# [Task data]
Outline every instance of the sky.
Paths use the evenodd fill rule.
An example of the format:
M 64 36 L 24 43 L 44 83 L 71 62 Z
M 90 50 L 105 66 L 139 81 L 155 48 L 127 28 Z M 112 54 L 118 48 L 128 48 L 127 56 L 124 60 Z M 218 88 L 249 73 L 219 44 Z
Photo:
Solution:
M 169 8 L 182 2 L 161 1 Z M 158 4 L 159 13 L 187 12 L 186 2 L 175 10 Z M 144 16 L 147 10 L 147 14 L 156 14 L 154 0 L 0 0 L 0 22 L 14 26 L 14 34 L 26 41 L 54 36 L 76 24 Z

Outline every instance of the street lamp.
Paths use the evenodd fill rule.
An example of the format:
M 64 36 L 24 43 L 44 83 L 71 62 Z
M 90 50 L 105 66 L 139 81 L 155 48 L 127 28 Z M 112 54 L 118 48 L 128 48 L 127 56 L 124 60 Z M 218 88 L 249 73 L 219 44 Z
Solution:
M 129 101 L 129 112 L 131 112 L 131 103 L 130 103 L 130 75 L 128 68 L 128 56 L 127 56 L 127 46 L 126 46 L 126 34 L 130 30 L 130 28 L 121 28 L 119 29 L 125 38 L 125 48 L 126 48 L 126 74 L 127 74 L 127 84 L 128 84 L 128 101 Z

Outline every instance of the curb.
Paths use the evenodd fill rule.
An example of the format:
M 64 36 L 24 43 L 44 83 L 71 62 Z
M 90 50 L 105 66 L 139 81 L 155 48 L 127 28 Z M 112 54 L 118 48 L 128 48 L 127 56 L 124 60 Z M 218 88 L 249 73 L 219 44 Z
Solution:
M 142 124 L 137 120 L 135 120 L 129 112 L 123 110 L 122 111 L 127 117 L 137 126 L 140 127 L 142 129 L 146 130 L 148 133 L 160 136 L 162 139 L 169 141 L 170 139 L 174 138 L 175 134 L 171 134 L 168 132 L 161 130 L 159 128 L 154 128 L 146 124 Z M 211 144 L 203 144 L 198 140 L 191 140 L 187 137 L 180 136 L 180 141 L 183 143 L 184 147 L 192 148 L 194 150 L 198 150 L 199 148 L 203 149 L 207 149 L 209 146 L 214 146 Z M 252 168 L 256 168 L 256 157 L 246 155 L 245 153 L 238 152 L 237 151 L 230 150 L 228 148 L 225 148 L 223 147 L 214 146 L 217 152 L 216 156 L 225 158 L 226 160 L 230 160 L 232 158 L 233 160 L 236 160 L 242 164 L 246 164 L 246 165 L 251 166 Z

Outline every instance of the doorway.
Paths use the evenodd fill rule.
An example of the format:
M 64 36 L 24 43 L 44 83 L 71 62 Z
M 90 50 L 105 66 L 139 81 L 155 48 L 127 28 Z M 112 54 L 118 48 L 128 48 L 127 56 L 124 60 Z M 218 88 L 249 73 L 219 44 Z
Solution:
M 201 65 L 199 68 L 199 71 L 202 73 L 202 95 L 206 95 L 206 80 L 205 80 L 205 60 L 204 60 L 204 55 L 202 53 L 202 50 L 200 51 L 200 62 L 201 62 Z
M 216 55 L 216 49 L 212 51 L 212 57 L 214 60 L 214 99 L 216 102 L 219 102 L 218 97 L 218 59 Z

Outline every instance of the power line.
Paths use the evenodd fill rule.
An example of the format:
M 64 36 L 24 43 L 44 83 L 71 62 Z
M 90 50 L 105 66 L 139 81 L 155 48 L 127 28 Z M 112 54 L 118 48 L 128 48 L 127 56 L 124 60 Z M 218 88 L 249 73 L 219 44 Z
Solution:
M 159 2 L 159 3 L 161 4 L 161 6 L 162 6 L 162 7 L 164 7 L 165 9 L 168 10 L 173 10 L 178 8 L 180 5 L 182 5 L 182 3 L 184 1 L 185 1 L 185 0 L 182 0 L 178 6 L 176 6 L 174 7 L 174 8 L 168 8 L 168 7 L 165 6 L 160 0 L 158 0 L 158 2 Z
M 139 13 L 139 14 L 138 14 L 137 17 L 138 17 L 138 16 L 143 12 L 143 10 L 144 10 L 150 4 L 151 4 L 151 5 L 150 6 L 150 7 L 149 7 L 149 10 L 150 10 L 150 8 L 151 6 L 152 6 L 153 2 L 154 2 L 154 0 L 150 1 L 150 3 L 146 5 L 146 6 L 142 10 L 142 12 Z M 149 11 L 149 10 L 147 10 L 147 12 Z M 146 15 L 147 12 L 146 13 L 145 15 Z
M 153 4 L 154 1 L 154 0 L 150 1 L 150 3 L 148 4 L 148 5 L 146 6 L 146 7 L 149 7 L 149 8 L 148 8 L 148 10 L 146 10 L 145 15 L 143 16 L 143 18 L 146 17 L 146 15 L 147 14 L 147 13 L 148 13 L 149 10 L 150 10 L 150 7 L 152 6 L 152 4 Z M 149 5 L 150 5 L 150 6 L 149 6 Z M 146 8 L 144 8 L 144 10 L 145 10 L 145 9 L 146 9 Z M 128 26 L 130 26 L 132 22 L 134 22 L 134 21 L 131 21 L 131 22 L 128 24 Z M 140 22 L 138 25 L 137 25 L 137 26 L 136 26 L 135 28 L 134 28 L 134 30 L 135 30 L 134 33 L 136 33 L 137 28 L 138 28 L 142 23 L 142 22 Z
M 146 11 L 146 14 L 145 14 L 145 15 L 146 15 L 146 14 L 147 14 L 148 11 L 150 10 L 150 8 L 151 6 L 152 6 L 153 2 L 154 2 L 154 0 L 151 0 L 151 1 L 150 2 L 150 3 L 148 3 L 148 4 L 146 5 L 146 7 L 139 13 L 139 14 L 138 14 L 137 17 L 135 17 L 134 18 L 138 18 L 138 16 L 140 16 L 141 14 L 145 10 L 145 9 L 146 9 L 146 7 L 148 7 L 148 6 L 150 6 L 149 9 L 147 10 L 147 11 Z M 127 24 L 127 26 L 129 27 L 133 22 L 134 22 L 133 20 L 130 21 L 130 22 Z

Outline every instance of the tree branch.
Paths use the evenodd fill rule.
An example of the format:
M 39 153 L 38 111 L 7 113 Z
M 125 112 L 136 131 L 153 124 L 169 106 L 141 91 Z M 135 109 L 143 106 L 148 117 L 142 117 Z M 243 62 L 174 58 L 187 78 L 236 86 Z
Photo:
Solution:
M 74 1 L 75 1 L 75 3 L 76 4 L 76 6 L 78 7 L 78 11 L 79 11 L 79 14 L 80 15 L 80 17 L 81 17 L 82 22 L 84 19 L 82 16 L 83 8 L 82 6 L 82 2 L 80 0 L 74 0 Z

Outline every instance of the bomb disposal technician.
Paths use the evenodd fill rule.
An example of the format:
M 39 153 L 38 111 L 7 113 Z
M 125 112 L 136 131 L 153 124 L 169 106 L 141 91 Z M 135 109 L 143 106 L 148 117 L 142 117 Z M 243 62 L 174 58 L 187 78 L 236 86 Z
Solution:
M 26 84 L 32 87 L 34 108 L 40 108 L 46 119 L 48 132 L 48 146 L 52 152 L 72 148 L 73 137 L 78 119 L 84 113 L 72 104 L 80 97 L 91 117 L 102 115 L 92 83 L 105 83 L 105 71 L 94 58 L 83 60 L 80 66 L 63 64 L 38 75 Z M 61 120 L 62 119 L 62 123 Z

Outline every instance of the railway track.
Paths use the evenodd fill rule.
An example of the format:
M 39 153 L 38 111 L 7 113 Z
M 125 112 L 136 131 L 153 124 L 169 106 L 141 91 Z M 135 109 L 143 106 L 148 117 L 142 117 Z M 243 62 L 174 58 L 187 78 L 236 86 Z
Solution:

# [Exercise brief]
Convert every line of the entries above into a Markdown table with two columns, Row and Line. Row numbers the lines in order, and blank lines are left out.

# [Task response]
| Row | Line |
|---|---|
| 1 | Outline every instance of the sky. |
| 2 | Paths use the evenodd fill rule. |
| 3 | An example of the format: |
| 4 | M 64 36 L 24 43 L 44 83 L 71 62 Z |
| 5 | M 90 50 L 105 66 L 139 81 L 155 48 L 127 28 Z M 112 54 L 118 48 L 128 48 L 127 56 L 124 60 Z M 218 88 L 249 73 L 219 44 Z |
| 6 | Photo: |
| 7 | Solution: |
| 8 | M 169 8 L 182 2 L 161 1 Z M 158 4 L 159 13 L 187 12 L 186 2 L 175 10 Z M 144 16 L 147 10 L 147 14 L 156 14 L 154 0 L 0 0 L 0 22 L 14 26 L 14 34 L 26 41 L 54 36 L 76 24 Z |
| 9 | Outline every instance of the street lamp. |
| 10 | Paths use the evenodd fill rule. |
| 11 | An example of the format: |
| 12 | M 64 36 L 24 43 L 44 83 L 71 62 Z |
| 13 | M 90 50 L 105 66 L 139 81 L 155 48 L 127 28 Z M 112 54 L 118 48 L 128 48 L 127 56 L 124 60 Z M 218 88 L 249 73 L 219 44 Z |
| 14 | Solution: |
| 15 | M 129 101 L 129 112 L 131 112 L 131 103 L 130 103 L 130 75 L 128 68 L 128 56 L 127 56 L 127 46 L 126 46 L 126 34 L 130 30 L 130 28 L 121 28 L 119 29 L 125 38 L 125 48 L 126 48 L 126 74 L 127 74 L 127 84 L 128 84 L 128 101 Z |
| 16 | Outline every instance of the curb. |
| 17 | Paths use the evenodd fill rule. |
| 18 | An example of the format: |
| 19 | M 64 36 L 24 43 L 44 83 L 71 62 Z |
| 20 | M 90 50 L 105 66 L 139 81 L 155 48 L 127 28 Z M 112 54 L 118 48 L 128 48 L 127 56 L 124 60 Z M 218 88 L 249 73 L 219 44 Z |
| 21 | Solution: |
| 22 | M 142 124 L 137 120 L 135 120 L 129 112 L 123 110 L 122 111 L 127 117 L 137 126 L 140 127 L 142 129 L 146 130 L 148 133 L 160 136 L 162 139 L 169 141 L 170 139 L 174 138 L 175 134 L 171 134 L 168 132 L 161 130 L 159 128 L 154 128 L 146 124 Z M 211 144 L 203 144 L 198 140 L 191 140 L 187 137 L 180 136 L 180 141 L 183 143 L 184 147 L 192 148 L 194 150 L 198 150 L 199 148 L 203 149 L 207 149 L 209 146 L 214 146 Z M 252 168 L 256 168 L 256 157 L 246 155 L 245 153 L 238 152 L 237 151 L 230 150 L 228 148 L 225 148 L 223 147 L 214 146 L 217 152 L 216 156 L 225 158 L 226 160 L 230 160 L 232 158 L 233 160 L 236 160 L 242 164 L 246 164 L 246 165 L 251 166 Z |
| 23 | Outline every instance of the doorway. |
| 24 | Paths use the evenodd fill rule. |
| 25 | An example of the format: |
| 26 | M 64 36 L 24 43 L 44 83 L 71 62 Z |
| 27 | M 90 50 L 105 66 L 139 81 L 155 48 L 127 28 Z M 112 54 L 118 48 L 128 48 L 127 56 L 124 60 Z M 218 88 L 249 73 L 219 44 Z |
| 28 | Solution: |
| 29 | M 201 65 L 199 68 L 199 71 L 202 73 L 202 95 L 206 95 L 206 80 L 205 80 L 205 60 L 204 60 L 204 55 L 202 53 L 202 50 L 200 51 L 200 62 L 201 62 Z |
| 30 | M 216 55 L 216 49 L 212 51 L 212 57 L 214 60 L 214 99 L 216 102 L 219 102 L 218 97 L 218 59 Z |
| 31 | Outline every instance of the power line. |
| 32 | Paths use the evenodd fill rule. |
| 33 | An example of the format: |
| 34 | M 64 36 L 24 43 L 44 83 L 71 62 Z |
| 35 | M 90 50 L 105 66 L 139 81 L 155 48 L 127 28 Z M 112 54 L 118 48 L 128 48 L 127 56 L 124 60 Z M 218 88 L 249 73 L 219 44 Z |
| 36 | Solution: |
| 37 | M 159 2 L 159 3 L 161 4 L 161 6 L 162 6 L 162 7 L 164 7 L 165 9 L 168 10 L 173 10 L 178 8 L 180 5 L 182 5 L 182 3 L 184 1 L 185 1 L 185 0 L 182 0 L 178 6 L 176 6 L 174 7 L 174 8 L 168 8 L 168 7 L 165 6 L 160 0 L 158 0 L 158 2 Z |
| 38 | M 139 13 L 139 14 L 138 14 L 137 17 L 138 17 L 138 16 L 143 12 L 143 10 L 144 10 L 150 4 L 151 4 L 151 5 L 150 6 L 150 7 L 149 7 L 149 10 L 150 10 L 150 8 L 151 6 L 152 6 L 153 2 L 154 2 L 154 0 L 150 1 L 150 3 L 146 5 L 146 6 L 142 10 L 142 12 Z M 149 11 L 149 10 L 147 10 L 147 12 Z M 146 15 L 147 12 L 146 13 L 145 15 Z |
| 39 | M 153 4 L 154 1 L 154 0 L 150 1 L 150 3 L 148 4 L 148 5 L 146 6 L 146 7 L 149 7 L 149 8 L 148 8 L 148 10 L 146 10 L 145 15 L 143 16 L 143 18 L 146 17 L 146 15 L 147 14 L 147 13 L 148 13 L 149 10 L 150 10 L 150 7 L 152 6 L 152 4 Z M 149 5 L 150 5 L 150 6 L 149 6 Z M 146 8 L 144 8 L 144 10 L 145 10 L 145 9 L 146 9 Z M 128 26 L 130 26 L 132 22 L 134 22 L 134 21 L 131 21 L 131 22 L 128 24 Z M 140 22 L 138 25 L 137 25 L 137 26 L 136 26 L 135 28 L 134 28 L 134 30 L 135 30 L 134 33 L 136 33 L 137 28 L 138 28 L 142 23 L 142 22 Z |
| 40 | M 146 11 L 146 14 L 145 14 L 145 15 L 146 15 L 146 14 L 147 14 L 148 11 L 150 10 L 150 8 L 151 6 L 152 6 L 153 2 L 154 2 L 154 0 L 151 0 L 151 1 L 150 2 L 150 3 L 148 3 L 148 4 L 146 5 L 146 7 L 139 13 L 139 14 L 138 14 L 137 17 L 135 17 L 134 18 L 138 18 L 138 16 L 140 16 L 141 14 L 145 10 L 145 9 L 146 9 L 146 7 L 148 7 L 148 6 L 150 6 L 149 9 L 147 10 L 147 11 Z M 127 24 L 127 26 L 129 27 L 133 22 L 134 22 L 133 20 L 130 21 L 130 22 Z |
| 41 | Outline every instance of the tree branch. |
| 42 | Paths use the evenodd fill rule. |
| 43 | An example of the format: |
| 44 | M 39 153 L 38 111 L 7 113 Z |
| 45 | M 125 112 L 136 131 L 153 124 L 169 106 L 141 91 Z M 135 109 L 143 106 L 148 117 L 142 117 Z M 243 62 L 174 58 L 187 78 L 236 86 Z |
| 46 | Photo: |
| 47 | Solution: |
| 48 | M 74 1 L 75 1 L 75 3 L 76 4 L 76 6 L 78 7 L 78 11 L 79 11 L 79 14 L 80 15 L 80 17 L 81 17 L 82 22 L 84 19 L 82 16 L 83 8 L 82 6 L 82 2 L 80 0 L 74 0 Z |
| 49 | Outline every instance of the bomb disposal technician. |
| 50 | Paths use the evenodd fill rule. |
| 51 | An example of the format: |
| 52 | M 39 153 L 38 111 L 7 113 Z |
| 53 | M 125 112 L 136 131 L 153 124 L 169 106 L 141 91 Z M 135 109 L 143 106 L 148 117 L 142 117 Z M 243 62 L 174 58 L 187 78 L 236 86 Z |
| 54 | Solution: |
| 55 | M 26 84 L 32 87 L 34 108 L 40 108 L 46 119 L 48 132 L 48 146 L 52 152 L 72 148 L 73 137 L 78 119 L 84 113 L 72 104 L 80 97 L 91 117 L 102 115 L 92 83 L 105 83 L 105 71 L 94 58 L 83 60 L 80 66 L 63 64 L 38 75 Z M 61 120 L 62 119 L 62 123 Z |
| 56 | Outline every instance of the railway track. |
| 57 | Paths use the evenodd fill rule. |
| 58 | An example of the format: |
| 59 | M 39 153 L 38 111 L 7 113 Z |
| 60 | M 125 112 L 136 131 L 153 124 L 169 106 L 141 91 Z M 135 109 L 143 106 L 148 117 L 142 117 Z M 243 62 L 174 58 L 187 78 L 236 86 Z |
| 61 | Solution: |